**Problem requirements**.
Set out all of the material below as a numbered list, omitting any blank lines.
• • • • • • •
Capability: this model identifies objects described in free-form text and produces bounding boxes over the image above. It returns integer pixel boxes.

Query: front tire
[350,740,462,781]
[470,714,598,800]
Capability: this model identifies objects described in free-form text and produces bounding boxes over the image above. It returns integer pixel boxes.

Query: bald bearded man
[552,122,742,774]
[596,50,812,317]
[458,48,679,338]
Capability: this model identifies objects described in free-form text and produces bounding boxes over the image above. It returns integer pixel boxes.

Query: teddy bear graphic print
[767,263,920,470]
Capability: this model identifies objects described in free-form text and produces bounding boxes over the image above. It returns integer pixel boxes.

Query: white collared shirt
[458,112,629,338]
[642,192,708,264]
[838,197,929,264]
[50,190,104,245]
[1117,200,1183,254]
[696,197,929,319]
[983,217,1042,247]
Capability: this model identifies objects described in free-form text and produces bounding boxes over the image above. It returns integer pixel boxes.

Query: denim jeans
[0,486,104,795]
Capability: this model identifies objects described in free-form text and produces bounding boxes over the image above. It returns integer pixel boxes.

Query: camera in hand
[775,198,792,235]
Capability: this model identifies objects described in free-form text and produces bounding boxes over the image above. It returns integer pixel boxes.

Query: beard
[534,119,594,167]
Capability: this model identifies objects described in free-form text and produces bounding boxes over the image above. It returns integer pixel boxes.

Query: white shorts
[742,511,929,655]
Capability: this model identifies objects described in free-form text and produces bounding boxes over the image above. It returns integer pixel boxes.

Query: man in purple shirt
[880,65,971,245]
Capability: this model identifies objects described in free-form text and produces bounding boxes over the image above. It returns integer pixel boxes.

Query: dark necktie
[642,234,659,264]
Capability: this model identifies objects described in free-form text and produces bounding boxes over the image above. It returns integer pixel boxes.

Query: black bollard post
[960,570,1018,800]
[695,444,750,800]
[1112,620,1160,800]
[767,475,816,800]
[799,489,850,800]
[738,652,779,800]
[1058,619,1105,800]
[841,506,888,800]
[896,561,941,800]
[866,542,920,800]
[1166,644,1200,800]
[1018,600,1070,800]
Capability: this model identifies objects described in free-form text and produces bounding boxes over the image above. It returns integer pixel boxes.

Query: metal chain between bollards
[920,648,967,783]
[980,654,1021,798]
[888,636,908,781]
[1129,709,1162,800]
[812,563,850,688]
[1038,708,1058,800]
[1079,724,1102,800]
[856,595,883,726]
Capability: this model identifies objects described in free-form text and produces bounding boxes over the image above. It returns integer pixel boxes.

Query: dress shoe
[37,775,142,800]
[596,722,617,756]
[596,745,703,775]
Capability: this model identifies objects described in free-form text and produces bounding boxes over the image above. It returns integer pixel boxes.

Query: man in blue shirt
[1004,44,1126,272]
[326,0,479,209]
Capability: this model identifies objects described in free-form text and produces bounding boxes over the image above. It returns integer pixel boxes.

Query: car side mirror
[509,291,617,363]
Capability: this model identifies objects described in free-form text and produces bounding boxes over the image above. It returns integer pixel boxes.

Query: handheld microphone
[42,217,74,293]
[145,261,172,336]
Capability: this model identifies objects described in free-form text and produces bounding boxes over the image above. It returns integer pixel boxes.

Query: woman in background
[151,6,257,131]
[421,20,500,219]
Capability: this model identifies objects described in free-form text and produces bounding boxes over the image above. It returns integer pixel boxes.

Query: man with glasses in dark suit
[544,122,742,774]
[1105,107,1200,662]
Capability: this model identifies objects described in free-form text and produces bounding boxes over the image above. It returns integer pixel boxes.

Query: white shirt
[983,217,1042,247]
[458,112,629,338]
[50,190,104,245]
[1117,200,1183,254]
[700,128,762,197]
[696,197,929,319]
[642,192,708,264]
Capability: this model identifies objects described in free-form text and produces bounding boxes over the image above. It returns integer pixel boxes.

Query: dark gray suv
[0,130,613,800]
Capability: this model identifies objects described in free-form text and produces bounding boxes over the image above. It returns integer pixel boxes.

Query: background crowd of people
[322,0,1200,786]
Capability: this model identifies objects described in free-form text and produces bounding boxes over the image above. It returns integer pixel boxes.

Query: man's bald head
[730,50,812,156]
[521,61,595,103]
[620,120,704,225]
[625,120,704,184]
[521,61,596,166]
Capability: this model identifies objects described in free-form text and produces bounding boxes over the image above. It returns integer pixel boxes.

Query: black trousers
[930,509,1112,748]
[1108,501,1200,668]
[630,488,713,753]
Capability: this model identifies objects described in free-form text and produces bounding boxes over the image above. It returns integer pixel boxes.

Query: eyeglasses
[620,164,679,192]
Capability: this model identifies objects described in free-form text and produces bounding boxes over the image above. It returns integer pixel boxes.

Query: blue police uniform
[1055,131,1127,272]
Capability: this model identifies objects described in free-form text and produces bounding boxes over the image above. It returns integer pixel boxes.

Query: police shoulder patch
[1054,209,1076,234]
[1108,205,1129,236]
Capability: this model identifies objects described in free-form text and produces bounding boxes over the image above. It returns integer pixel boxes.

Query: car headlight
• • • • • • •
**Reply to the exercise**.
1. Capability: this model identifies objects described in free-form text and produces bounding boxes over the image above. It returns integer pixel boxes.
2. Query: front tire
3. [350,740,462,781]
4. [470,714,598,800]
5. Capability: this model identifies objects described in free-form text and produces bounding boxes over the image above. It returns integer pixel boxes.
6. Query: bald bearded man
7. [552,122,742,774]
8. [596,50,812,317]
9. [458,48,679,338]
10. Capability: this model identifies objects described in free-form text and produces bounding boxes over the image above. It returns integer pixel boxes.
11. Query: teddy bear graphic print
12. [767,263,920,470]
13. Capability: this model identifies objects described in free-form text and produces bounding boxes over the image above. It returns integer pixel boxes.
14. Query: white collared shirt
15. [458,112,629,338]
16. [642,192,708,264]
17. [838,197,929,264]
18. [50,190,104,245]
19. [1117,200,1183,254]
20. [696,197,929,319]
21. [983,217,1042,247]
22. Capability: this model identifies objects described in free-form text and produces bounding boxes over the image above. It returns integer pixel boxes.
23. Query: denim jeans
24. [0,486,104,795]
25. Capability: this model identifies objects described in free-form text and produces bounding boxes over the image above. It returns integer pixel boxes.
26. Query: camera in hand
27. [775,198,792,235]
28. Capability: this model identifies objects described in free-form text and produces bounding boxes over the image above. It returns integer pixel boxes.
29. Query: beard
30. [534,119,594,167]
31. Capability: this model identifies objects described in free-form text and produces bounding boxes over the image above. It returns integer pixel boxes.
32. Query: white shorts
33. [742,511,929,655]
34. Capability: this model identifies objects described in free-form text and produces bounding boxes over the image above. It returns integer pixel boxes.
35. Query: man in purple shirt
36. [880,65,971,245]
37. Capability: this model identifies objects described in free-form text and produces bounding boxes over the image above. It returns integer pixel boxes.
38. Query: dark necktie
39. [642,234,659,264]
40. Capability: this model identifies objects described in free-form text and produces bounding boxes over the image above. It returns integer pixel boxes.
41. Query: black bollard post
42. [960,570,1018,800]
43. [695,444,750,800]
44. [1112,620,1160,800]
45. [767,475,816,800]
46. [799,489,850,800]
47. [738,652,779,800]
48. [1058,619,1105,800]
49. [841,506,888,800]
50. [896,561,941,800]
51. [866,542,920,800]
52. [1166,644,1200,800]
53. [1018,600,1070,800]
54. Capability: this model identifies objects described in free-form text and produces bounding boxes over the image above. It returns integer pixel boxes.
55. Query: metal chain between bollards
56. [920,648,967,783]
57. [980,654,1021,798]
58. [888,636,908,781]
59. [1129,709,1162,800]
60. [812,563,850,688]
61. [1038,708,1058,800]
62. [1079,724,1102,800]
63. [856,595,883,726]
64. Capability: this model identifies objects described in free-form text and produces bounding boxes over the image above. It returns integer pixel boxes.
65. Query: dress shoe
66. [37,775,142,800]
67. [596,722,617,756]
68. [596,745,703,775]
69. Capability: this model identifies objects described in free-form text and produces bounding boxes over the image above. It returns integer pixel boxes.
70. Query: man in blue shirt
71. [1004,44,1126,272]
72. [326,0,479,209]
73. Capability: this model identifies objects described in free-form text and produces bounding boxes over the image above. It returns integer pixel boxes.
74. Query: car side mirror
75. [509,291,617,363]
76. Capability: this model identifies objects described in free-form text and produces bounding boxes over the image above. It returns integer pixel boxes.
77. Query: handheld microphone
78. [42,217,74,293]
79. [145,261,172,336]
80. Capability: this model identifies objects described in free-form text and produces bounding boxes over the image above. It returns integer pixel boxes.
81. Query: woman in background
82. [151,6,257,131]
83. [421,20,500,219]
84. Capability: this model identifies objects described in free-form text and produces bounding boxes over the image above. It returns integer pixel boxes.
85. Query: man with glasses in dark suit
86. [544,122,742,774]
87. [1105,107,1200,662]
88. Capability: this model identifies objects described in free-form text and produces bounding boxes over the image above. It returns integer pixel boxes.
89. Query: white shirt
90. [983,217,1042,247]
91. [458,112,629,338]
92. [50,190,104,245]
93. [1117,200,1183,254]
94. [700,128,762,197]
95. [696,197,929,319]
96. [642,192,708,264]
97. Capability: this model identifies objects described in free-form text and produces bounding boxes over the image above. It returns integer pixel boxes.
98. Query: dark gray suv
99. [0,130,613,800]
100. Capability: this model identifies objects described in free-form text and produces bounding boxes over the image above. It returns integer pixel boxes.
101. Query: background crowd of people
102. [322,0,1200,786]
103. Capability: this model identifies objects described in free-form text and produces bounding boxes over the image above. It returns integer pixel boxes.
104. Query: man's bald head
105. [730,50,812,156]
106. [521,61,595,103]
107. [620,120,704,225]
108. [625,120,704,184]
109. [521,61,596,166]
110. Capability: this model identifies objects described in free-form text and produces bounding boxes over the image above. It returns integer pixel boxes.
111. Query: black trousers
112. [930,509,1112,748]
113. [1108,501,1200,668]
114. [630,488,713,753]
115. Capability: this model identifies objects described in free-form text and produces bounding boxes over the image above. It returns integer pixel boxes.
116. Query: eyeglasses
117. [620,164,679,192]
118. Capability: this model identifies objects described in free-form text and produces bounding boxes over the image above. It returns integer pixel boxes.
119. Query: blue police uniform
120. [1055,131,1127,272]
121. Capability: this model identifies objects described in free-form text and produces bounding boxes over the image above. It returns integer pixel boxes.
122. Query: police shoulder patch
123. [1054,209,1076,234]
124. [1108,205,1129,236]
125. Capability: this model identifies objects described in free-form text and produces bounding boxes over the image above. It returns integer pixel boxes.
126. Query: car headlight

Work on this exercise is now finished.